También los hubo civiles, como el muy representativo Velasco Ibarra, un ecuatoriano cuya máxima era: "dadme un balcón y tomaré el palacio" (...), algo, lo de tomar el palacio, que Chávez intentó por la fuerza en febrero de 1992, cuando planeó y encabezó un golpe militar que terminó en fracaso: el único de su vida, porque el segundo, el referéndum de reforma de la Constitución, que perdió mucho más tarde, fue solo un incidente de recorrido, del fantástico recorrido del presidente.
Militar a falta de cosa mejor
En efecto, este militar nacido en el pobre estado de Barinas, hijo de maestros de escuela, se ha ido de este mundo tras haber cambiado jurídicamente el régimen constitucional de Venezuela, haber sobrevivido a un golpe de estado que triunfó durante tres días en abril de 2002, haber convertido en una victoria política su derrota del 92, haber liquidado el viejo orden de los partidos tradicionales en Venezuela y ganado tres elecciones presidenciales, cuatro legislativas y dos referéndums. No hay quien dé más?

## Entradas del conjunto
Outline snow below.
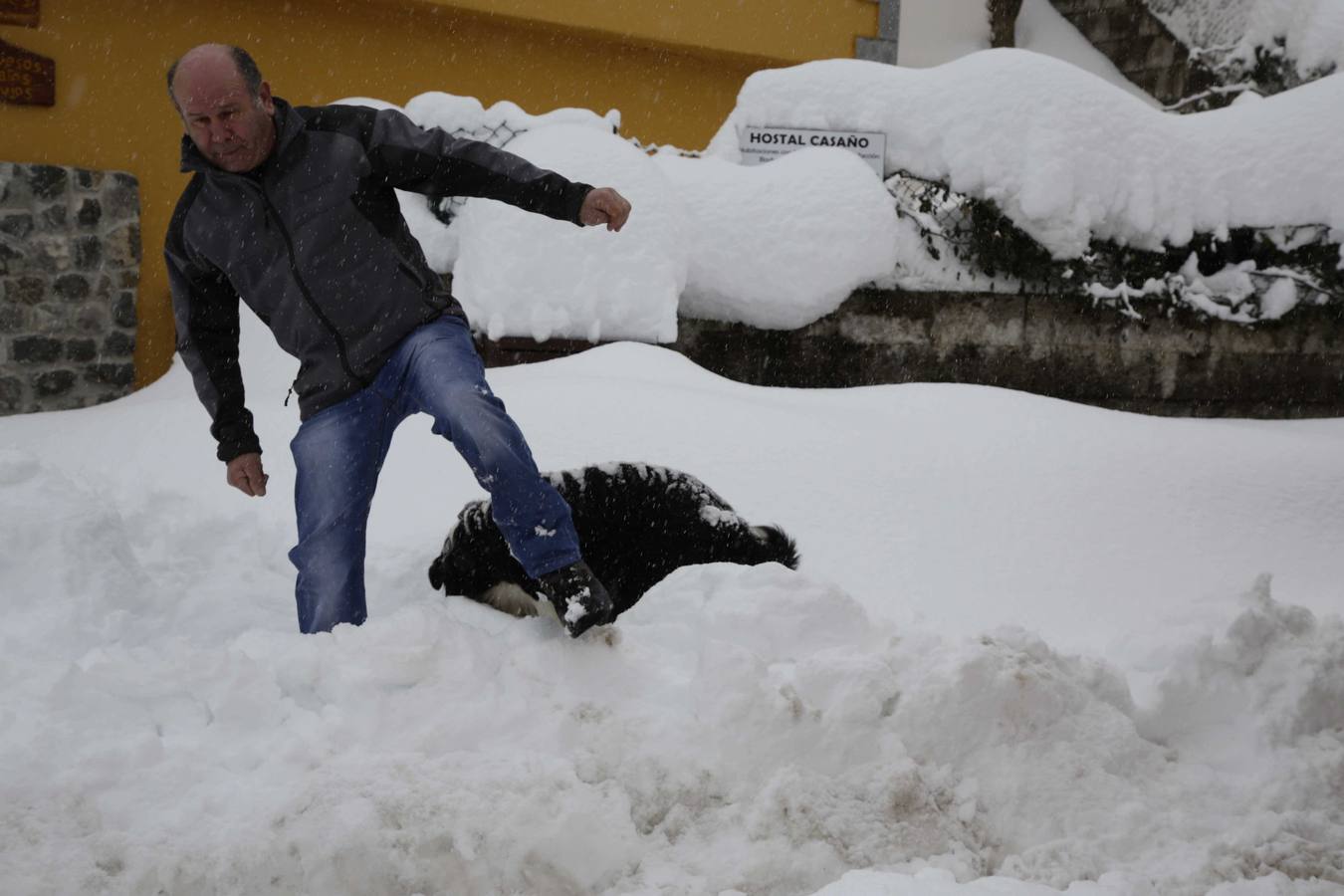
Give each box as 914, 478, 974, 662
656, 149, 898, 330
453, 124, 688, 342
707, 50, 1344, 258
0, 310, 1344, 896
1148, 0, 1344, 78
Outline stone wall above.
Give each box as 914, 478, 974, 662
0, 162, 139, 414
676, 290, 1344, 418
481, 290, 1344, 418
1051, 0, 1215, 105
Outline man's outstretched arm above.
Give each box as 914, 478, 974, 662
315, 107, 629, 230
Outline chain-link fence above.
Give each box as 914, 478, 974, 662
886, 172, 1344, 321
426, 120, 527, 224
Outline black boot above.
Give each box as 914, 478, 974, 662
539, 560, 613, 638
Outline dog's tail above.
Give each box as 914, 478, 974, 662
752, 526, 798, 569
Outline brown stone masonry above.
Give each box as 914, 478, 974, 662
0, 162, 139, 414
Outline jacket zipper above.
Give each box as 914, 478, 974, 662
258, 184, 369, 389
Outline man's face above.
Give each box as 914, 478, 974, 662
173, 57, 276, 173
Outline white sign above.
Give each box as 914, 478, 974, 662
738, 124, 887, 178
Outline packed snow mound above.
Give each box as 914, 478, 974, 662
0, 310, 1344, 896
406, 90, 621, 146
453, 124, 687, 342
654, 149, 898, 330
336, 90, 621, 272
707, 50, 1344, 258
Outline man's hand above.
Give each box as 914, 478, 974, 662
579, 187, 630, 230
229, 453, 270, 499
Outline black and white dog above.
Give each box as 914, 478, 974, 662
429, 464, 798, 618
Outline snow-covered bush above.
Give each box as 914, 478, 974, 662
707, 50, 1344, 323
1148, 0, 1344, 109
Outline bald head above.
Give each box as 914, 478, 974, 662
168, 43, 262, 108
168, 43, 276, 173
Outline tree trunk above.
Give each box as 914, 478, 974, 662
990, 0, 1021, 47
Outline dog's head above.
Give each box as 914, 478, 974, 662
429, 501, 529, 600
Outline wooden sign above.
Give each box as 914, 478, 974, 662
0, 0, 42, 28
0, 40, 57, 107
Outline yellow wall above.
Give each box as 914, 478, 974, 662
0, 0, 878, 385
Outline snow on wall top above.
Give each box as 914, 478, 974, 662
707, 50, 1344, 258
1148, 0, 1344, 77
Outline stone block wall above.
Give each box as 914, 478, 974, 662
1051, 0, 1214, 105
0, 162, 139, 415
675, 290, 1344, 418
479, 289, 1344, 419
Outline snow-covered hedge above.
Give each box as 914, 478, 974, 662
340, 50, 1344, 333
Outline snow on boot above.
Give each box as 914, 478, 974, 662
539, 560, 613, 638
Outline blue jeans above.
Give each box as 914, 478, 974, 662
289, 316, 579, 633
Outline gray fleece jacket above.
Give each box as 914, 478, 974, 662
164, 99, 591, 461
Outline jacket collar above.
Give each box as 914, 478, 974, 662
181, 97, 304, 176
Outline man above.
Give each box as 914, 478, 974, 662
165, 45, 630, 637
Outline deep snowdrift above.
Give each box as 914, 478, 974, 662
0, 314, 1344, 896
707, 50, 1344, 258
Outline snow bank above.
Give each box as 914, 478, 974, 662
357, 93, 899, 336
707, 50, 1344, 258
654, 149, 898, 330
0, 310, 1344, 896
453, 124, 687, 342
1241, 0, 1344, 77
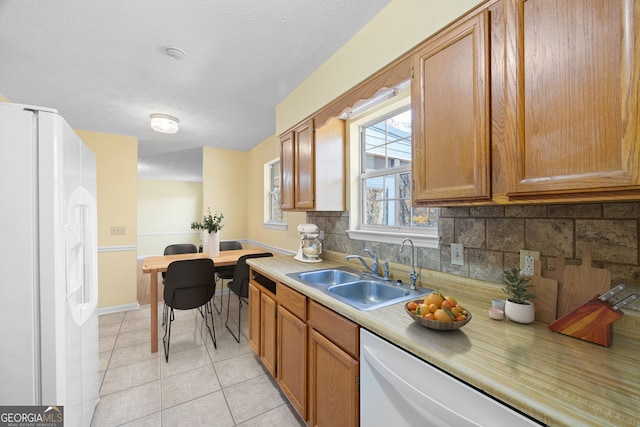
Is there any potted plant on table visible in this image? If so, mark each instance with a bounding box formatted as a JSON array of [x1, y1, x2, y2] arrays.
[[191, 208, 224, 257], [502, 267, 536, 323]]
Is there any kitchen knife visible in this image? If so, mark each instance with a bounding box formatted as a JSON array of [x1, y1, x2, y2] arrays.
[[598, 283, 627, 302], [611, 294, 638, 310]]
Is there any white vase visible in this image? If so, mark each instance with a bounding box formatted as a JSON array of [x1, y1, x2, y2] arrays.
[[504, 300, 536, 323], [208, 233, 220, 257]]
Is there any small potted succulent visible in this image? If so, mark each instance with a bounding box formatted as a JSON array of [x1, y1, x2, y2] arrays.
[[191, 208, 224, 257], [502, 267, 536, 323]]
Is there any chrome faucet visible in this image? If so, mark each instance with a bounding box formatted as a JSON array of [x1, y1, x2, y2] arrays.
[[347, 249, 378, 276], [400, 239, 418, 289]]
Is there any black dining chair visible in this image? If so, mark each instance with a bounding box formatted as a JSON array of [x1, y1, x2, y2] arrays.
[[224, 253, 273, 342], [213, 240, 242, 314], [162, 243, 198, 280], [162, 258, 218, 362]]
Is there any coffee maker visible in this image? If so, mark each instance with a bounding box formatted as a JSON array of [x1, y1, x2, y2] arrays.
[[293, 224, 322, 262]]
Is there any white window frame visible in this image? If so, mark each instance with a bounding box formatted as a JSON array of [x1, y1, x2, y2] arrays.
[[262, 157, 288, 231], [346, 88, 439, 248]]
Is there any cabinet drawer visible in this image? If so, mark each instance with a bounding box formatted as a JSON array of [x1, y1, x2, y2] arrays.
[[308, 301, 360, 359], [276, 283, 307, 322]]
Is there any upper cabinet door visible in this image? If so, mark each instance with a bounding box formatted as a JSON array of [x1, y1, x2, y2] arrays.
[[505, 0, 640, 199], [280, 131, 296, 210], [411, 11, 491, 204], [293, 120, 315, 209]]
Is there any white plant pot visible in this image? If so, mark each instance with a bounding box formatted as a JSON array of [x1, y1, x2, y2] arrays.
[[208, 233, 220, 257], [504, 300, 536, 323]]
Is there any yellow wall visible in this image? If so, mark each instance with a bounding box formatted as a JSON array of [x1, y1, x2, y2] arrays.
[[247, 135, 306, 252], [276, 0, 482, 135], [200, 147, 249, 244], [76, 130, 138, 308], [138, 180, 202, 258]]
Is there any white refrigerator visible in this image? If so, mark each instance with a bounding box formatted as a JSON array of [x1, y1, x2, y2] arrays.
[[0, 102, 99, 427]]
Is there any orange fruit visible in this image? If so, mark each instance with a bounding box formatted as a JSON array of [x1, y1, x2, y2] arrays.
[[424, 292, 444, 307], [451, 305, 462, 316], [433, 308, 453, 322]]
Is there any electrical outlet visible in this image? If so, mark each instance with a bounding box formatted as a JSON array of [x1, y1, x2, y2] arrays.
[[520, 249, 540, 276], [451, 243, 464, 265], [111, 226, 127, 236]]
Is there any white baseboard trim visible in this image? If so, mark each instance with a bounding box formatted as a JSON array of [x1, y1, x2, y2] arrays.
[[98, 301, 140, 316], [98, 245, 137, 253]]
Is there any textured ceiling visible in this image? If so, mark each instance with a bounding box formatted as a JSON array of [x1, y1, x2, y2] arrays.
[[0, 0, 391, 180]]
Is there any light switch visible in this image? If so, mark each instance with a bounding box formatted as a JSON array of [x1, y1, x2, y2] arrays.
[[451, 243, 464, 265]]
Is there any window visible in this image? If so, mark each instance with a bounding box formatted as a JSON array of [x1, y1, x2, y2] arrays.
[[349, 88, 438, 247], [264, 159, 287, 230]]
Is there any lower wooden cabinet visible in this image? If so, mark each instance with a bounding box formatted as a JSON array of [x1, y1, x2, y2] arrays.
[[260, 292, 277, 376], [276, 283, 308, 420], [249, 282, 261, 354], [309, 329, 359, 426], [308, 301, 360, 426], [249, 270, 360, 427], [277, 306, 307, 419]]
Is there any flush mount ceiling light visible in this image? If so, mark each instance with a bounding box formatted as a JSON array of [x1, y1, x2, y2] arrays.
[[151, 114, 180, 133], [164, 47, 185, 61]]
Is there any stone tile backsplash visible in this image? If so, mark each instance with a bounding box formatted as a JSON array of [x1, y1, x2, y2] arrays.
[[307, 202, 640, 310]]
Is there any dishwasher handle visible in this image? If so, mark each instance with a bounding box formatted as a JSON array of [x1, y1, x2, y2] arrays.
[[362, 344, 481, 427]]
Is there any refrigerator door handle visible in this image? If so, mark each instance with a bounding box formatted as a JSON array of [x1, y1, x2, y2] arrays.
[[65, 187, 98, 325]]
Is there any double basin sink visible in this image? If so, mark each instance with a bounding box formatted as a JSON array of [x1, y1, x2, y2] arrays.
[[287, 268, 433, 311]]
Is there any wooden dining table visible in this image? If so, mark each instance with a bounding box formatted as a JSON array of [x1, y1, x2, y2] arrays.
[[142, 249, 267, 353]]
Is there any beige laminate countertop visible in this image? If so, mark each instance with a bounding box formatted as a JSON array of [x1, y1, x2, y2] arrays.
[[248, 256, 640, 426]]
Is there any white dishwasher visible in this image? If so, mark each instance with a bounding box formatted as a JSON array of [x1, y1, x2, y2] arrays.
[[360, 328, 540, 427]]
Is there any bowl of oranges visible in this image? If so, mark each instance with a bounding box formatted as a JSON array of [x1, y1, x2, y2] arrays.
[[404, 292, 471, 331]]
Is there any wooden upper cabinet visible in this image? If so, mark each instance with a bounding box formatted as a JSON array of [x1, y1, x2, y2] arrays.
[[411, 11, 491, 204], [293, 120, 315, 209], [505, 0, 640, 200], [280, 119, 346, 211], [280, 131, 295, 210]]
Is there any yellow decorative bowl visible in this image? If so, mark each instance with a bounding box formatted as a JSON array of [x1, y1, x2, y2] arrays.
[[404, 299, 471, 331]]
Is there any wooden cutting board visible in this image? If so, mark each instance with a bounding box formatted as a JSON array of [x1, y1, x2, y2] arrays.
[[529, 261, 558, 324], [549, 298, 624, 347], [557, 248, 611, 317]]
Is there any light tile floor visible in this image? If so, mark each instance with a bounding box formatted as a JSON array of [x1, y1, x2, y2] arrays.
[[91, 297, 305, 427]]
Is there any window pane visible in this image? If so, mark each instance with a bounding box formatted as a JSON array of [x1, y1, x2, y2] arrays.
[[269, 161, 285, 222], [360, 109, 437, 234]]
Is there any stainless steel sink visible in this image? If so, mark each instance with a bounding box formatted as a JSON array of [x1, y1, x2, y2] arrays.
[[287, 268, 433, 311], [296, 268, 360, 286], [327, 280, 431, 310]]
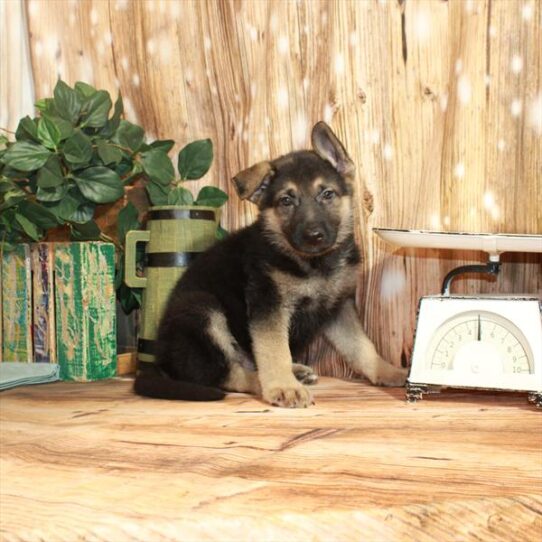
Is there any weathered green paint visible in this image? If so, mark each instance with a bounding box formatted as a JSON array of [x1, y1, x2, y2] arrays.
[[55, 242, 117, 381], [1, 244, 32, 361]]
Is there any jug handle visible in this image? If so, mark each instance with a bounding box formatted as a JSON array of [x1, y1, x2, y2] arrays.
[[124, 230, 151, 288]]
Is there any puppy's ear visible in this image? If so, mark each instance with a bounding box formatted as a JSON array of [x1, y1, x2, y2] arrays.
[[233, 162, 275, 205], [311, 121, 356, 180]]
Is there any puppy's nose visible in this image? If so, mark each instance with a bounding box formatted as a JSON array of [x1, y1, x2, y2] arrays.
[[304, 228, 324, 245]]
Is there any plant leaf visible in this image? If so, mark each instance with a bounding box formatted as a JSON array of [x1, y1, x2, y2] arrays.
[[196, 186, 228, 207], [53, 79, 82, 125], [149, 139, 175, 153], [167, 186, 194, 205], [178, 139, 213, 180], [74, 81, 97, 101], [15, 213, 41, 241], [2, 141, 51, 171], [146, 181, 170, 205], [117, 201, 141, 243], [38, 154, 64, 188], [96, 139, 122, 166], [36, 184, 68, 202], [38, 116, 60, 150], [62, 130, 92, 167], [74, 166, 124, 203], [141, 149, 175, 186], [81, 90, 113, 128], [15, 115, 38, 141], [113, 119, 145, 152], [17, 200, 58, 230]]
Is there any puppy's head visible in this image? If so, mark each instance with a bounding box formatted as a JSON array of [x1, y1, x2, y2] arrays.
[[233, 122, 355, 257]]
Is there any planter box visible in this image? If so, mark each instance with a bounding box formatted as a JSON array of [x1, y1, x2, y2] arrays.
[[1, 242, 117, 381]]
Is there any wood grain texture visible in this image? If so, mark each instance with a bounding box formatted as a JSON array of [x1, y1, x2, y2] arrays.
[[3, 0, 542, 374], [0, 379, 542, 542]]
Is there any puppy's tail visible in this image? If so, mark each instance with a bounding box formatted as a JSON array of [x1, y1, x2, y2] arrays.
[[134, 371, 226, 401]]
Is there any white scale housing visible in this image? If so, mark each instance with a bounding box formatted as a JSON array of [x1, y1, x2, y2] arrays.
[[375, 228, 542, 407]]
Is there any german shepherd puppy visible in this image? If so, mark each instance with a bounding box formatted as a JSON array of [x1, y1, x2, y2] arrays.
[[134, 122, 406, 407]]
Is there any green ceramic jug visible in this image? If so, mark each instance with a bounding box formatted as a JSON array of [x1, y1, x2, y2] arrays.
[[124, 205, 220, 366]]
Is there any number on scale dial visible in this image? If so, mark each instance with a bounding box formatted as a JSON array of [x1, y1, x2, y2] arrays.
[[426, 311, 534, 375]]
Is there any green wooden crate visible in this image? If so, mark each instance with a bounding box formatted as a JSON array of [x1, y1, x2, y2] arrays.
[[0, 244, 32, 361], [55, 242, 117, 381]]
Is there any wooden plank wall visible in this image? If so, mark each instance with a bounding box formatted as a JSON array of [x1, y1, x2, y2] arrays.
[[1, 0, 542, 374]]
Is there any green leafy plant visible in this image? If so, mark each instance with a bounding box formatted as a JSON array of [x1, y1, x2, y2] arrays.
[[0, 80, 227, 312]]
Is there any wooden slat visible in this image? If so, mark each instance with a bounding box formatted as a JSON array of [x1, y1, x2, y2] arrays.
[[0, 379, 542, 542]]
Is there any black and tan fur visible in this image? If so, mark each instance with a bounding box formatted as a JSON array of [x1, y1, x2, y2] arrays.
[[135, 122, 405, 407]]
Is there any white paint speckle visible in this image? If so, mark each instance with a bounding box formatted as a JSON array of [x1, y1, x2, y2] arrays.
[[292, 113, 308, 149], [457, 74, 472, 104], [382, 143, 393, 162], [380, 267, 406, 300], [277, 86, 288, 108], [28, 0, 40, 17], [277, 34, 290, 55], [147, 38, 156, 55], [482, 190, 495, 210], [414, 10, 432, 41], [34, 40, 43, 58], [335, 53, 344, 75], [455, 58, 463, 75], [521, 2, 533, 21], [324, 104, 333, 124], [454, 162, 465, 179], [510, 55, 523, 75], [115, 0, 128, 11], [527, 92, 542, 136], [510, 98, 523, 117], [348, 32, 358, 47], [248, 25, 258, 41], [90, 8, 99, 26]]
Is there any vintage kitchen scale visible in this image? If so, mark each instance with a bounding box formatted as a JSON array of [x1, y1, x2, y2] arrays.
[[374, 228, 542, 408]]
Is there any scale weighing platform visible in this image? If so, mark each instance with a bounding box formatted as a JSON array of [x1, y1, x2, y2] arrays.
[[374, 228, 542, 408]]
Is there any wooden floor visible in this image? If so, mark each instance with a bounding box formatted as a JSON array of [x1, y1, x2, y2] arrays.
[[0, 378, 542, 542]]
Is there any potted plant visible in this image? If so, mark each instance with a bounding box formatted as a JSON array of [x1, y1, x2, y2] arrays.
[[0, 80, 228, 378], [126, 139, 228, 370]]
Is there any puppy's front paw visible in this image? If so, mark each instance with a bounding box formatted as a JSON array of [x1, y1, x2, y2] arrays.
[[365, 358, 408, 387], [292, 363, 318, 385], [262, 383, 314, 408]]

## Instrucciones y requisitos
Según el texto de referencia, ¿por qué el golpe militar de febrero de 1992 fue el único fracaso en la vida de Chávez? Responde en una a tres oraciones. Las entradas no tienen ningún papel en esto.

## Respuesta escrita
Porque la otra derrota de Chávez, el referéndum de reforma de la Constitución que perdió mucho más tarde, fue solo un incidente en su fantástico recorrido como presidente.